» Extract provided:

──────

Conservation and Maintaining Biodiversity — AQA GCSE Biology
Biodiversity is vital for stable ecosystems, but human activity threatens it. Conservation aims to protect it.
What is biodiversity?
Biodiversity is the variety of all the different species of organisms on Earth, or within an ecosystem. A high biodiversity makes ecosystems more stable because species depend less on single other species. The future of the human species depends on maintaining good biodiversity.
Threats to biodiversity
Human activities reduce biodiversity through pollution, deforestation, destruction of habitats (e.g. peat bogs), and global warming. A rapidly increasing human population and higher standard of living mean more resources are used and more waste produced.
Maintaining biodiversity
Scientists and governments take measures to conserve and maintain biodiversity:
- Breeding programmes for endangered species (e.g. in zoos).
- Protection and regeneration of rare habitats.
- Reintroduction of field margins and hedgerows on farms where only single crops are grown.
- Reducing deforestation and carbon emissions by governments.
- Recycling resources rather than dumping waste in landfill.
Conflicting pressures
Conservation often involves a conflict between human needs (food, land, money) and protecting the environment. These decisions require balancing costs and benefits.
Exam tips
- Define biodiversity and explain why high biodiversity gives stable ecosystems.
- List ways to maintain biodiversity (breeding programmes, habitat protection, hedgerows, reducing deforestation, recycling).
- Recognise the conflict between human needs and conservation.
- Be ready to evaluate conservation measures.

──────

» Excerpted data:

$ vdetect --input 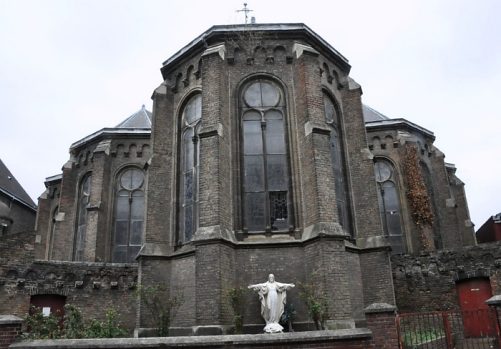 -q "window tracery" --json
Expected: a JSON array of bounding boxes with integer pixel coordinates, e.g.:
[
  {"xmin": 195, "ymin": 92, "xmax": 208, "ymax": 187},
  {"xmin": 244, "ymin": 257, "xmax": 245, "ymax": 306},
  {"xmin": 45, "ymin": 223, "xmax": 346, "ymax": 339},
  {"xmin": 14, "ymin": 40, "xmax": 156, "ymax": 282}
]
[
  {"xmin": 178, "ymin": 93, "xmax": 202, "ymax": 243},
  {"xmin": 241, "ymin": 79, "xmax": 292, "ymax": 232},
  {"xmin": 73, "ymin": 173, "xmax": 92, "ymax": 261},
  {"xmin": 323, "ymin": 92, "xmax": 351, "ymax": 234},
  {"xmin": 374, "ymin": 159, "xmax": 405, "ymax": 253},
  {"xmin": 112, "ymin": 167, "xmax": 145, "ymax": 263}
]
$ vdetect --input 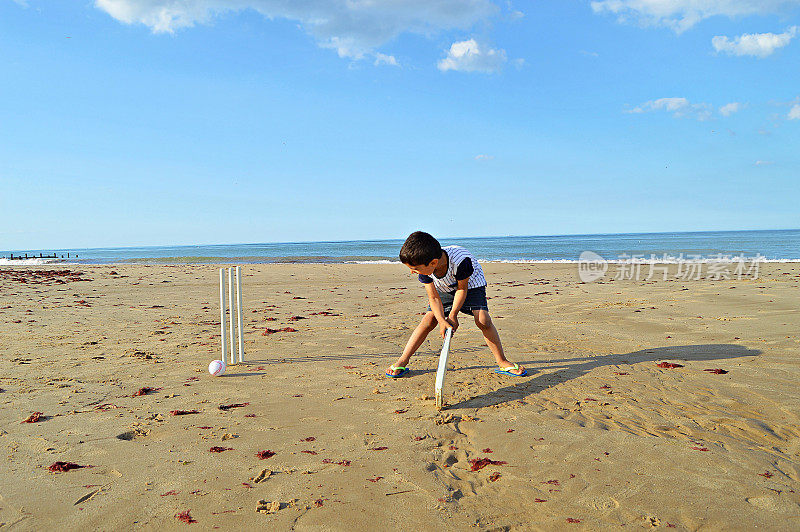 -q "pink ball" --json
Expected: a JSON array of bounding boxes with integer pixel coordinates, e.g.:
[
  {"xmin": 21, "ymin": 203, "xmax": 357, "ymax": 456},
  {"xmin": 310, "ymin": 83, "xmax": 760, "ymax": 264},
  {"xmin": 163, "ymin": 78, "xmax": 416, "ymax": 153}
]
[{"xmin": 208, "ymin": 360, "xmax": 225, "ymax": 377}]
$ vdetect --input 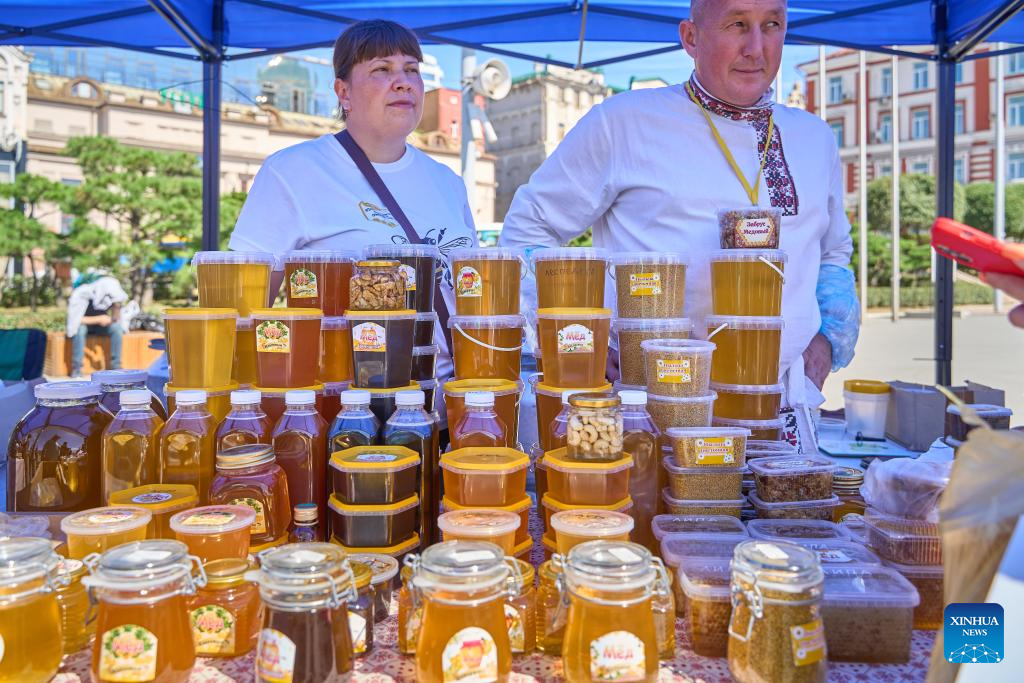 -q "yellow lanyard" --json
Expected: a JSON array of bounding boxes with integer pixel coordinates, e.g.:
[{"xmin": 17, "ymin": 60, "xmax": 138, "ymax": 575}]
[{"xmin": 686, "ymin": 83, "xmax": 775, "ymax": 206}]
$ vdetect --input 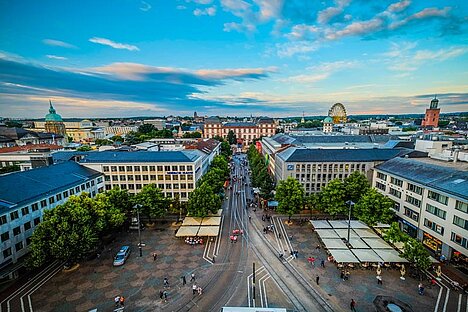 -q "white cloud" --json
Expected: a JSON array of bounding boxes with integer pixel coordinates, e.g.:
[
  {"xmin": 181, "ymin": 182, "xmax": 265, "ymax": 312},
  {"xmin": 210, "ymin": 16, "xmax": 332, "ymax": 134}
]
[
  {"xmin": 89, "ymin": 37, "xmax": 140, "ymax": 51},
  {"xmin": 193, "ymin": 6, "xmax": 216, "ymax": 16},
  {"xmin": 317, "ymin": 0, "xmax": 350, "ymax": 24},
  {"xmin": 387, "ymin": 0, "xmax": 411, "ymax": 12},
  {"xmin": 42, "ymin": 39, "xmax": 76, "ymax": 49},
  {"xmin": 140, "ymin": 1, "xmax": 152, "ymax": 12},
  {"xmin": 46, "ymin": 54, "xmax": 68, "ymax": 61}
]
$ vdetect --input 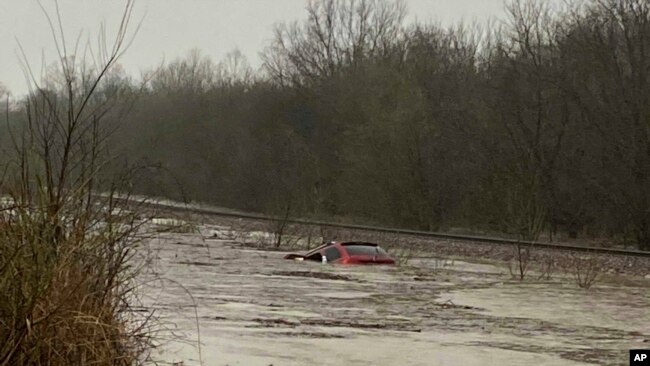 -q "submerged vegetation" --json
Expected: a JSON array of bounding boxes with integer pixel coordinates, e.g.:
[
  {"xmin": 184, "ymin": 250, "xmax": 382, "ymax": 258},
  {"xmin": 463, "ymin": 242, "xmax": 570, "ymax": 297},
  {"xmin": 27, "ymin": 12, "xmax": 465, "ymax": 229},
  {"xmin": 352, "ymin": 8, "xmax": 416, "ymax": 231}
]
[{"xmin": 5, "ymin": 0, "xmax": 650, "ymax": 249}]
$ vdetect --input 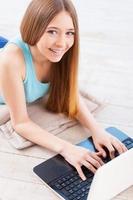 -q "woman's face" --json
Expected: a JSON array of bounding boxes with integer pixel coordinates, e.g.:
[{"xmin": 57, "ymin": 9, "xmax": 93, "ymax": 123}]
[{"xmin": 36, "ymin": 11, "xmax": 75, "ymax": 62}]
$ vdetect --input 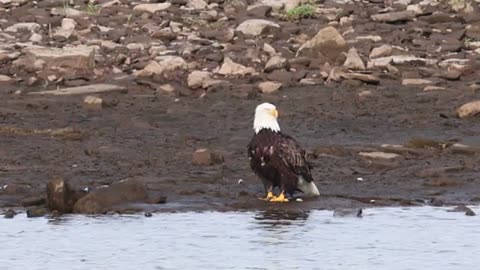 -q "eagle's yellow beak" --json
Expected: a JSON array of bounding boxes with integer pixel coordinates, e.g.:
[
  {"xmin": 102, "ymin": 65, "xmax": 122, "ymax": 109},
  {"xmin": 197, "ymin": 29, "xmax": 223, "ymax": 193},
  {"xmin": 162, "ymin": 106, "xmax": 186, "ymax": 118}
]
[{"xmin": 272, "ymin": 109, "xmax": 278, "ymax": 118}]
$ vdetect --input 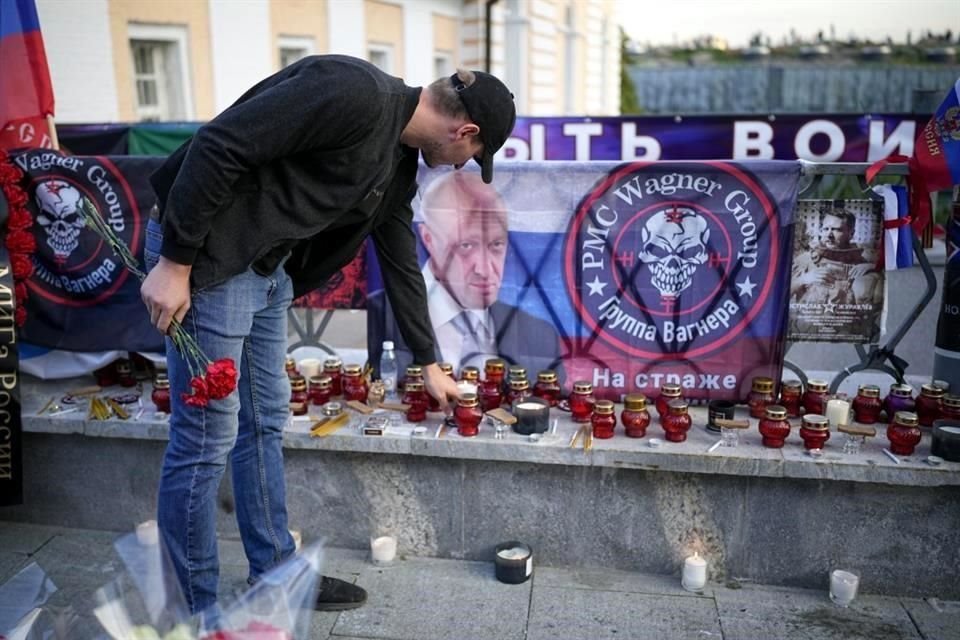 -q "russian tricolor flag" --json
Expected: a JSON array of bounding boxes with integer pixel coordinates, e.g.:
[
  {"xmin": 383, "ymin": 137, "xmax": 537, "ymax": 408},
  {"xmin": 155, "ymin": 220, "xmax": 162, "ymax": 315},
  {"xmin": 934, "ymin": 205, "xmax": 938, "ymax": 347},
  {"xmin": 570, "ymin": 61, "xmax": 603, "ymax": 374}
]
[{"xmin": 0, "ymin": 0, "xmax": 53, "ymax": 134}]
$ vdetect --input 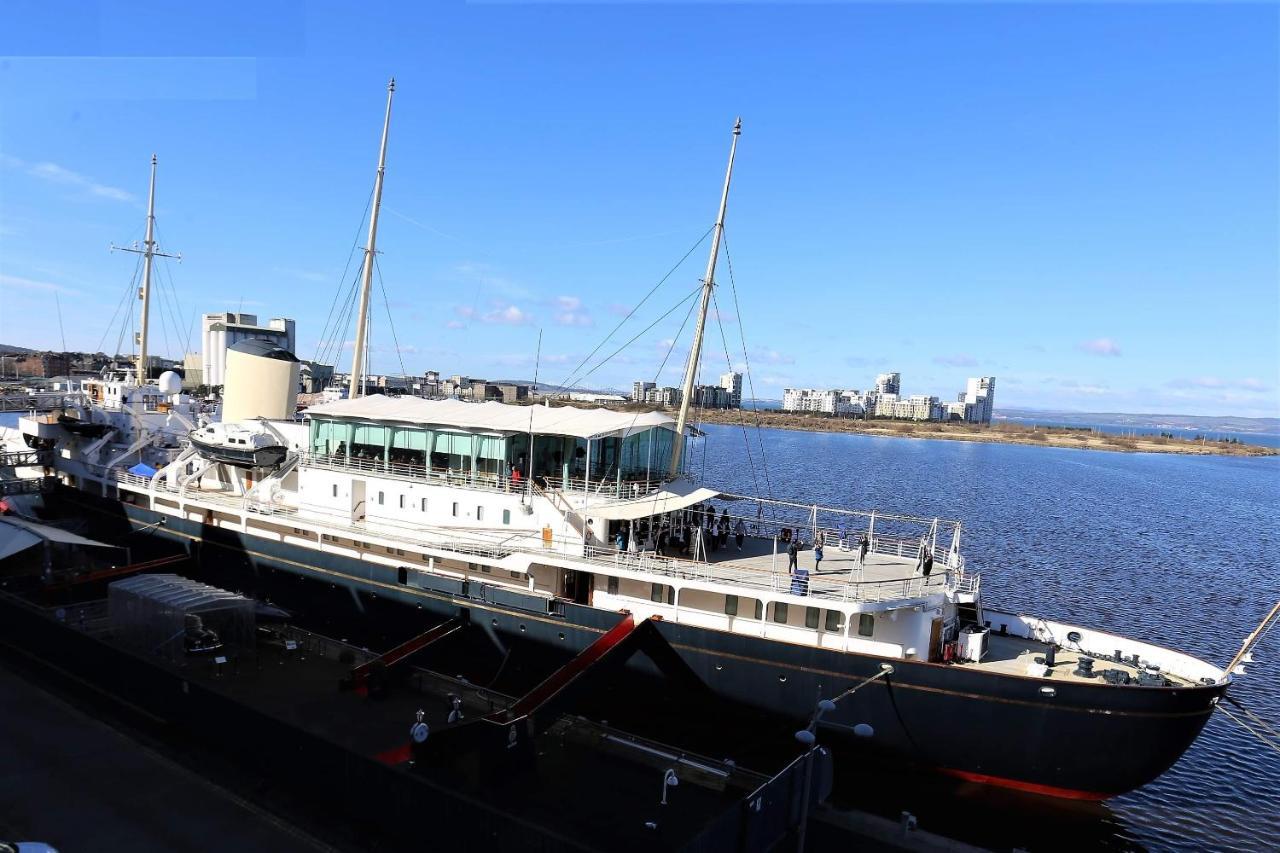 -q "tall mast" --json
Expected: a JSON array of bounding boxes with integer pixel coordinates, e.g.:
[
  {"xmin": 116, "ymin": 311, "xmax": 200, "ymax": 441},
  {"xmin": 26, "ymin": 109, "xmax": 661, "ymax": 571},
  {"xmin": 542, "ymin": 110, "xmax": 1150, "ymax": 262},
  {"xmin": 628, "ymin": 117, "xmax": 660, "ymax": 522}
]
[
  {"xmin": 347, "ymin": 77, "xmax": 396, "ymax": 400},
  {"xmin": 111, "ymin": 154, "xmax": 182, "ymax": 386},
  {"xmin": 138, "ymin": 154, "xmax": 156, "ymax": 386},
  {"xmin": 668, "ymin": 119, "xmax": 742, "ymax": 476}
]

──────

» Task 1:
Answer these questions from the biodiversity page:
(a) Why does a high biodiversity make ecosystems more stable?
(b) Which habitat is given as an example of one being destroyed?
(c) What must be balanced in conservation decisions?
» Task 2:
Retype the biodiversity page from "- Protection and" up to and including "needs and conservation.".
» Task 3:
In one to three sentences, explain why the biodiversity page says more resources are being used and more waste produced.

» Exercise output 1:
(a) Species depend less on single other species.
(b) Peat bogs.
(c) Costs and benefits.

» Exercise output 2:
- Protection and regeneration of rare habitats.
- Reintroduction of field margins and hedgerows on farms where only single crops are grown.
- Reducing deforestation and carbon emissions by governments.
- Recycling resources rather than dumping waste in landfill.
Conflicting pressures
Conservation often involves a conflict between human needs (food, land, money) and protecting the environment. These decisions require balancing costs and benefits.
Exam tips
- Define biodiversity and explain why high biodiversity gives stable ecosystems.
- List ways to maintain biodiversity (breeding programmes, habitat protection, hedgerows, reducing deforestation, recycling).
- Recognise the conflict between human needs and conservation.

» Exercise output 3:
The biodiversity page gives a rapidly increasing human population and a higher standard of living as the reason. Together they mean more resources are used and more waste is produced.